Point localization data
==*==

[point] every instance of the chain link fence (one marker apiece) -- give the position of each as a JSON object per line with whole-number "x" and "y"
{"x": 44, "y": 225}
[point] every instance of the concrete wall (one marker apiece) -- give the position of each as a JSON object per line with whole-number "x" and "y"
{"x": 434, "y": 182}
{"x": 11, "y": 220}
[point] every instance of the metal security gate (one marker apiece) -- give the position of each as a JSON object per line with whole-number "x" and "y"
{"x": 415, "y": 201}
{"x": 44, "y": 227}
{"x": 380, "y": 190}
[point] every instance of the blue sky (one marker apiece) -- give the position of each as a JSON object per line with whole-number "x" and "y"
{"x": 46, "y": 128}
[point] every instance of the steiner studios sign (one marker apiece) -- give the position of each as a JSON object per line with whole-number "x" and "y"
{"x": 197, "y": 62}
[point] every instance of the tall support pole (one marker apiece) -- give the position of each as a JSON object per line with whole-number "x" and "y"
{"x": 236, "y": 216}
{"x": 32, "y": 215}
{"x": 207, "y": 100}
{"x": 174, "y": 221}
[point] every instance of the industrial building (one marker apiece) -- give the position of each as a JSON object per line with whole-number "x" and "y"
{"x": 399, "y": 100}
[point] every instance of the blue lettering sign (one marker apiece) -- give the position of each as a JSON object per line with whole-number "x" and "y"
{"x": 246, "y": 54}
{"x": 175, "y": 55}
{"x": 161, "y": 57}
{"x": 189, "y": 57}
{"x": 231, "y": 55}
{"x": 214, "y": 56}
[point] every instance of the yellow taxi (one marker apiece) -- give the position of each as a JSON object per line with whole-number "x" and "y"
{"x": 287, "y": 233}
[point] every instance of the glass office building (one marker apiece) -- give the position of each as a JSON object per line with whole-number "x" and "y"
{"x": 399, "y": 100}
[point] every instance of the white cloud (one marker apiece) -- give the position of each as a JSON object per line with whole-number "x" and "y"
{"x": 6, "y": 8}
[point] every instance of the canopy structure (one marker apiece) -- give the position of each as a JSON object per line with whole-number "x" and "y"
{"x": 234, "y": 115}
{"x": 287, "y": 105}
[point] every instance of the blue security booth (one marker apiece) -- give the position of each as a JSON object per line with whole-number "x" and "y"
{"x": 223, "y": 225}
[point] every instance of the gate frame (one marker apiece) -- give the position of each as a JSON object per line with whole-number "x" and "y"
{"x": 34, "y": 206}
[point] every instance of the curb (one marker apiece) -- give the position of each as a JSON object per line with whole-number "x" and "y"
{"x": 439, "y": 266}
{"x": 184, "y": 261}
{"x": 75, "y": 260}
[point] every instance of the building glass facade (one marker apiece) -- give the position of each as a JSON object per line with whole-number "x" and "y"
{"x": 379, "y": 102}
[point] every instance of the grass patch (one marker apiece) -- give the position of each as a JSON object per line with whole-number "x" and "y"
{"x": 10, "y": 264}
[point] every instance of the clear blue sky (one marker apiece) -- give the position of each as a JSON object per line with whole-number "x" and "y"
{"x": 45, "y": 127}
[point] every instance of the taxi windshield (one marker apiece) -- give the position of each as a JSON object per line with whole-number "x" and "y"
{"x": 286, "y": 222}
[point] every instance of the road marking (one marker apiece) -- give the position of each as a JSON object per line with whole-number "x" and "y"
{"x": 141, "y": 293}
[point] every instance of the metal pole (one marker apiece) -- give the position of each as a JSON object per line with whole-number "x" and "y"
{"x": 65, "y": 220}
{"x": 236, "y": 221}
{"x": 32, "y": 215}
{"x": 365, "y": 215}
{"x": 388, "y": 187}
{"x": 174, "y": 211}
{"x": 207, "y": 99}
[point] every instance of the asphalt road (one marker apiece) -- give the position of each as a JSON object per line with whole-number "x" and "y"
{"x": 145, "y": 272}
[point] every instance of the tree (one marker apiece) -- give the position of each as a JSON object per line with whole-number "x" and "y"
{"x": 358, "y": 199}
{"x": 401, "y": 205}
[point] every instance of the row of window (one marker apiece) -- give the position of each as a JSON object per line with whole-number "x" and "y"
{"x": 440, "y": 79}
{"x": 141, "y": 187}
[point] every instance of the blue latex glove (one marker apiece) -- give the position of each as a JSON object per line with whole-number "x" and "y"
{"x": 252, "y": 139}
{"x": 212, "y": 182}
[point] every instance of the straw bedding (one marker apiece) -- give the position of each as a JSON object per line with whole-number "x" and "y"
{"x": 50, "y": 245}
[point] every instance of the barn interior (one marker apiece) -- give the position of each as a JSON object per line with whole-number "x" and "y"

==*==

Aim of the exercise: Repeat the whole of the data verbatim, as it reads above.

Result:
[point] every instance of the chain link fence (one marker apiece) -- give the position of each as a JSON object per line with whole-number "x" and "y"
{"x": 44, "y": 225}
[point] every instance of the concrete wall (one marker apiece) -- give the position of each as a JSON object per line with whole-number "x" and "y"
{"x": 434, "y": 182}
{"x": 11, "y": 220}
[point] every instance of the metal security gate (one marker apiece) -- give the position of each as a JSON object per line with whole-number "x" and "y"
{"x": 415, "y": 201}
{"x": 44, "y": 227}
{"x": 380, "y": 190}
[point] every instance of the blue sky (one marker apiece) -- give the position of each as a JSON object per line with whole-number "x" and "y"
{"x": 46, "y": 128}
[point] every instance of the steiner studios sign (one marker apiece) -- give the position of each as a JSON object per line with whole-number "x" and "y"
{"x": 197, "y": 62}
[point] every instance of the tall support pole (one marker apiece) -- give the position of each as a JSON object per line with whole-number "x" and "y"
{"x": 236, "y": 216}
{"x": 32, "y": 215}
{"x": 207, "y": 100}
{"x": 174, "y": 221}
[point] every instance of the industrial building (one marker apiece) -- give the position of each as a JSON object per line with whole-number "x" and "y"
{"x": 399, "y": 100}
[point] every instance of the blue lettering sign (one marker apiece) -- give the position of each as a JSON object per line with whole-number "x" and "y"
{"x": 246, "y": 54}
{"x": 175, "y": 55}
{"x": 161, "y": 57}
{"x": 189, "y": 57}
{"x": 231, "y": 55}
{"x": 214, "y": 56}
[point] every instance of the yellow taxi (one marker apiece) -- give the position of each as a JSON object per line with whole-number "x" and "y"
{"x": 287, "y": 233}
[point] every instance of the glass office building (one marker apiece) -- give the position of each as a JSON object per line with whole-number "x" and "y"
{"x": 399, "y": 100}
[point] every instance of the white cloud (one marker apiece) -- give the position of each as a JSON object per line with whole-number "x" and "y"
{"x": 6, "y": 8}
[point] every instance of the canopy structure (one marker apiece) -- give the position of each as a JSON object per line with whole-number "x" and "y"
{"x": 234, "y": 115}
{"x": 287, "y": 105}
[point] every instance of the blue security booth (one marker apiece) -- give the position of each as a JSON object per line with whole-number "x" and "y"
{"x": 223, "y": 225}
[point] every instance of the gate frame (one marker apiece) -- give the position of each as a JSON object per line with whole-number "x" and "y"
{"x": 34, "y": 206}
[point] every instance of the curb (one marker apiece) -- give the position of each as a JSON object per line with whole-number "x" and "y"
{"x": 439, "y": 266}
{"x": 184, "y": 261}
{"x": 75, "y": 260}
[point] every instance of the building glass facade (one marker apiece) -- give the position of each as a JSON object per line with whole-number "x" and "y"
{"x": 379, "y": 102}
[point] every instance of the grass patch (one marker apiece) -- give the position of each as a JSON object per line with whole-number "x" and "y"
{"x": 10, "y": 264}
[point] every instance of the clear blue sky (one marker apiece) -- give the position of each as a JSON object per line with whole-number "x" and "y"
{"x": 45, "y": 127}
[point] every instance of the taxi windshield (one marker apiece) -- give the position of each as a JSON object per line with whole-number "x" and "y"
{"x": 286, "y": 222}
[point] every instance of the road marking (one marker apiece) -- give the position of each as a JSON object per line with whole-number "x" and "y"
{"x": 141, "y": 293}
[point] every instance of the metal pole (one marker apiece) -- give the position of each as a JSON object per line with whole-number "x" and "y"
{"x": 65, "y": 220}
{"x": 236, "y": 221}
{"x": 32, "y": 215}
{"x": 365, "y": 215}
{"x": 388, "y": 187}
{"x": 174, "y": 211}
{"x": 207, "y": 99}
[point] every instance of the asphalt road (one marker apiece) -- give the position of each as a JSON object per line with whole-number "x" and "y"
{"x": 145, "y": 272}
[point] every instance of the tree (one marker apiece) -- give the position of each as a JSON object per line with whole-number "x" and "y"
{"x": 358, "y": 199}
{"x": 401, "y": 205}
[point] every instance of the row of window (one marker apiece) -- give the position of each as a JSON object per line with whole-number "x" and "y"
{"x": 440, "y": 79}
{"x": 141, "y": 187}
[point] every instance of the blue latex glove (one marker apiece) -- give the position of each as a JSON object per line with whole-number "x" and "y"
{"x": 252, "y": 139}
{"x": 212, "y": 182}
[point] every instance of the straw bedding (one marker apiece) -- give the position of each as a JSON object per line with whole-number "x" and "y"
{"x": 50, "y": 245}
[point] every instance of the barn interior (one marker apiece) -- give the position of each as a JSON object per line with whole-number "x" and "y"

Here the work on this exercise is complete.